━━━━━ DATA TO USE
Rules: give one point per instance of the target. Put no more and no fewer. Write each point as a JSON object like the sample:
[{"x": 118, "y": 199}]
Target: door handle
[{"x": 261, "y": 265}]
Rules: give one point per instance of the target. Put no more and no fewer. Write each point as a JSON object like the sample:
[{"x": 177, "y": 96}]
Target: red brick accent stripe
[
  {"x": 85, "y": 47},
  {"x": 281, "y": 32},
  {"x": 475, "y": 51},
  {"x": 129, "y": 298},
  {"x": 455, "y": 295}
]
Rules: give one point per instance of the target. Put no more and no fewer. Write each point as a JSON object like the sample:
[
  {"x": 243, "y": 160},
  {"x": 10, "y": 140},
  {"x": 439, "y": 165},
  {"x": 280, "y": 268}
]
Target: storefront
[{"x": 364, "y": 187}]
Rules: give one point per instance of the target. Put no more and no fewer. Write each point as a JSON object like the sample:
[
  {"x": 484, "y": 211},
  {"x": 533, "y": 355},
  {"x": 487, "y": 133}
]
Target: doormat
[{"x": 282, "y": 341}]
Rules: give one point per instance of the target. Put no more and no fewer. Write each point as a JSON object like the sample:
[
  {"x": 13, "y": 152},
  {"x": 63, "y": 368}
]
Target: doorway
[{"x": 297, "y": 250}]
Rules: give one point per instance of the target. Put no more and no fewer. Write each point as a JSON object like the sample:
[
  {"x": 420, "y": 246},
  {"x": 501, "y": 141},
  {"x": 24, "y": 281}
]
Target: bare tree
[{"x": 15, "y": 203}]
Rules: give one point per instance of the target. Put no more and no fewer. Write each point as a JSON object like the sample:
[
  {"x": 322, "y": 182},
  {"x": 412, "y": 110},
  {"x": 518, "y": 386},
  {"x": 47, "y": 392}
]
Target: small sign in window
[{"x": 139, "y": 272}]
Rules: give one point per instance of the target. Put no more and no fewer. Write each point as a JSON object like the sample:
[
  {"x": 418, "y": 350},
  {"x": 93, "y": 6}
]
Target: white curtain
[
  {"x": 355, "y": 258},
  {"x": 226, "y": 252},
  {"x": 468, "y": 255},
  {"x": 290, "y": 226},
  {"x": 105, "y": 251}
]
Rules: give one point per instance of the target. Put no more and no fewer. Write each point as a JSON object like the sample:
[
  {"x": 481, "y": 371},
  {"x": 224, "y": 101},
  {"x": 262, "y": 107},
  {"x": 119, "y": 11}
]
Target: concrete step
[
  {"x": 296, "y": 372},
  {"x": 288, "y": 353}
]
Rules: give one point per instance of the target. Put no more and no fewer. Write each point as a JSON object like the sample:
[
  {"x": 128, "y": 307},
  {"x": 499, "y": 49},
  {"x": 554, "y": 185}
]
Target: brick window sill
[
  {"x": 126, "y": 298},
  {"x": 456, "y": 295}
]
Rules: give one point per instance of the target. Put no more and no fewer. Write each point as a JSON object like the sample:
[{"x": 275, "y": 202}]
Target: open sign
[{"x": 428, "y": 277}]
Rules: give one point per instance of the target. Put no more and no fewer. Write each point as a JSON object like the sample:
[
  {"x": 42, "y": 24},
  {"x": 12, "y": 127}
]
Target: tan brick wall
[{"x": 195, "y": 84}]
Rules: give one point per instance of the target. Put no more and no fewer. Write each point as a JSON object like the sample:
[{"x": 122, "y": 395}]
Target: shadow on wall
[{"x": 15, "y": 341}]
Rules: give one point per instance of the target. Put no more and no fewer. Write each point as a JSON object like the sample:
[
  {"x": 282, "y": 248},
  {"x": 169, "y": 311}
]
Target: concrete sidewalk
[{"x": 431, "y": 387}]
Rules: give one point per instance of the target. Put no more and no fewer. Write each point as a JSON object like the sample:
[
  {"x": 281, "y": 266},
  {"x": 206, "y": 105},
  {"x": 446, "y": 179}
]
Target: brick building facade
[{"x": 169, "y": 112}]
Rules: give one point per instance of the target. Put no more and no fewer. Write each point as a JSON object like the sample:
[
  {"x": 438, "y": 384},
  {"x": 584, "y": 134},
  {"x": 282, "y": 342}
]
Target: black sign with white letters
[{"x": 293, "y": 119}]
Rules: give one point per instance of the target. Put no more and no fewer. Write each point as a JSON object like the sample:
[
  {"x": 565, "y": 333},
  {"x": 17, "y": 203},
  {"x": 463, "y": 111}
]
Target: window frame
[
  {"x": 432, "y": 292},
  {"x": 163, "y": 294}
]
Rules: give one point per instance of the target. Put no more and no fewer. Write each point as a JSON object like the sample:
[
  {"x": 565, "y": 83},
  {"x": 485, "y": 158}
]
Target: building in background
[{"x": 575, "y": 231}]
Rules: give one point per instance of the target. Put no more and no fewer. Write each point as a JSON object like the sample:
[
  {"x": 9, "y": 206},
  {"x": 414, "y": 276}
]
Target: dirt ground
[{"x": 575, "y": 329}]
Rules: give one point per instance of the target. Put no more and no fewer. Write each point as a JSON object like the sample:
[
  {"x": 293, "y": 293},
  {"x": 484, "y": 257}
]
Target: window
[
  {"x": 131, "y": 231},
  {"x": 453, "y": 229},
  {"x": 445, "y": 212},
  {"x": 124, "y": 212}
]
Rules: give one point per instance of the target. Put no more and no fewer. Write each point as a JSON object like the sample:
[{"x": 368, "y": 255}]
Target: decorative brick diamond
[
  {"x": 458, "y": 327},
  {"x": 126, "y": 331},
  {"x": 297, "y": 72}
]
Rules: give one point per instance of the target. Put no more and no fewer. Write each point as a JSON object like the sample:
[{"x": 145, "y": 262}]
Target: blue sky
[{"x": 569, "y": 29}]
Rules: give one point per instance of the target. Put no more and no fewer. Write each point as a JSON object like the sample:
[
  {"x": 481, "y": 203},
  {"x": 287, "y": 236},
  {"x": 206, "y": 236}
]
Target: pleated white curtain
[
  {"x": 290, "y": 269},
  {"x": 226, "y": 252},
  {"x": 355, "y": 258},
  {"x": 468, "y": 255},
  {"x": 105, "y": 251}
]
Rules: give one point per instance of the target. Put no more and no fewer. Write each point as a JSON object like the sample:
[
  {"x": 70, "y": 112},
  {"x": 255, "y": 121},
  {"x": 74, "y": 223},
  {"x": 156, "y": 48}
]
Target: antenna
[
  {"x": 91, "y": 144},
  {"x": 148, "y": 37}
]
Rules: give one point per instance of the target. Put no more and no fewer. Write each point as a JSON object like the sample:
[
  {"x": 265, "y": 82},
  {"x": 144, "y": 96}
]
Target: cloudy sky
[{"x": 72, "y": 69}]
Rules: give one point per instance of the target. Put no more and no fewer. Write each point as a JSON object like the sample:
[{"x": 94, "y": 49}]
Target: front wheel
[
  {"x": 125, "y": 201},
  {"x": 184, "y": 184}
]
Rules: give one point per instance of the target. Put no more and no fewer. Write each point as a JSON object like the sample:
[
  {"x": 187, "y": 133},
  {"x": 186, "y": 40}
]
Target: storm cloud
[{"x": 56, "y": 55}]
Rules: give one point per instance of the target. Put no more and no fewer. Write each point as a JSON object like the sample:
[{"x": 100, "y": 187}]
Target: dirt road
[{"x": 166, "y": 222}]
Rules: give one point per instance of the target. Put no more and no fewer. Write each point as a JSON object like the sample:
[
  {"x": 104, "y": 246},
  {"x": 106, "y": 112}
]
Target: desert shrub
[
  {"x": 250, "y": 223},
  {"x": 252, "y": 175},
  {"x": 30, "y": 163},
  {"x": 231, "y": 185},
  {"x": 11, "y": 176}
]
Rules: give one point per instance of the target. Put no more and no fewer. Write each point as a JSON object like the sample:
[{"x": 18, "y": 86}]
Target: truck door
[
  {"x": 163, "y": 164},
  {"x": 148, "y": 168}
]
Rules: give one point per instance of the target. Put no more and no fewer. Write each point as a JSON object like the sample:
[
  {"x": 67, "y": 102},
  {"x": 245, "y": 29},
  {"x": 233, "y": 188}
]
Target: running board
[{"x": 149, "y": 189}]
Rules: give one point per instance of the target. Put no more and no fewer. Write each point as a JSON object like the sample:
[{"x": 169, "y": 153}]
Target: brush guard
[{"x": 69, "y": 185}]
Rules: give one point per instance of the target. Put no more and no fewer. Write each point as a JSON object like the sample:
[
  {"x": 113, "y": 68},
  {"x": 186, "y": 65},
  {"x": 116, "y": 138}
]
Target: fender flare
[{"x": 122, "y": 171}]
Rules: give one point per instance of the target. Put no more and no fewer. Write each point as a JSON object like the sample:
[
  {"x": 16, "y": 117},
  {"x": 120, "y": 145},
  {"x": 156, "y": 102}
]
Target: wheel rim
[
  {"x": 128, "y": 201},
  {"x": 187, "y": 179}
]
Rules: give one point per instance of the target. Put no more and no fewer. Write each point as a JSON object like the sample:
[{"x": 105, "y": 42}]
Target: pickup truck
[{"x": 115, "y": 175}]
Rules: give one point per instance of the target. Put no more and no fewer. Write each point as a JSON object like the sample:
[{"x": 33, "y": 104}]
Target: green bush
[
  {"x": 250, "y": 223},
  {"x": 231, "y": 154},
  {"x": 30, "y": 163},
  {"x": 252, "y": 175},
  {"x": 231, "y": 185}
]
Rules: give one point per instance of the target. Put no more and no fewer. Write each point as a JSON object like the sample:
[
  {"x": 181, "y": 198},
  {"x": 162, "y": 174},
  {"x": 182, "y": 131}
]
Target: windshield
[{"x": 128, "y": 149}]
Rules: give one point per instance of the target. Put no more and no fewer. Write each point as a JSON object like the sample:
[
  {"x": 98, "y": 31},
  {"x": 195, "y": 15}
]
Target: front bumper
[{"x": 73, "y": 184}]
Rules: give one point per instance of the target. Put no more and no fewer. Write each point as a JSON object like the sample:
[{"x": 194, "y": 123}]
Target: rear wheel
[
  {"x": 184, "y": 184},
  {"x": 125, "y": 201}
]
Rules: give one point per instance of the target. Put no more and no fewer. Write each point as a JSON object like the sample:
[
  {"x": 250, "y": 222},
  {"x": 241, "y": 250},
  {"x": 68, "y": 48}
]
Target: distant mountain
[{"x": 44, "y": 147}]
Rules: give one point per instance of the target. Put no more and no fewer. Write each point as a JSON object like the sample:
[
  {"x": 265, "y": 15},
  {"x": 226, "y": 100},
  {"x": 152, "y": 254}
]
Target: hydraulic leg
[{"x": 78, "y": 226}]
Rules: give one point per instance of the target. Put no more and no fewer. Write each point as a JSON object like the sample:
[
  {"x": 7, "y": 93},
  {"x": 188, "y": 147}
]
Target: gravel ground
━━━━━━━━━━
AIM:
Gather every line of the material above that contains the string "sign". Case counts.

EXERCISE SOLUTION:
Target: small sign in window
Target: open sign
Target: black sign with white letters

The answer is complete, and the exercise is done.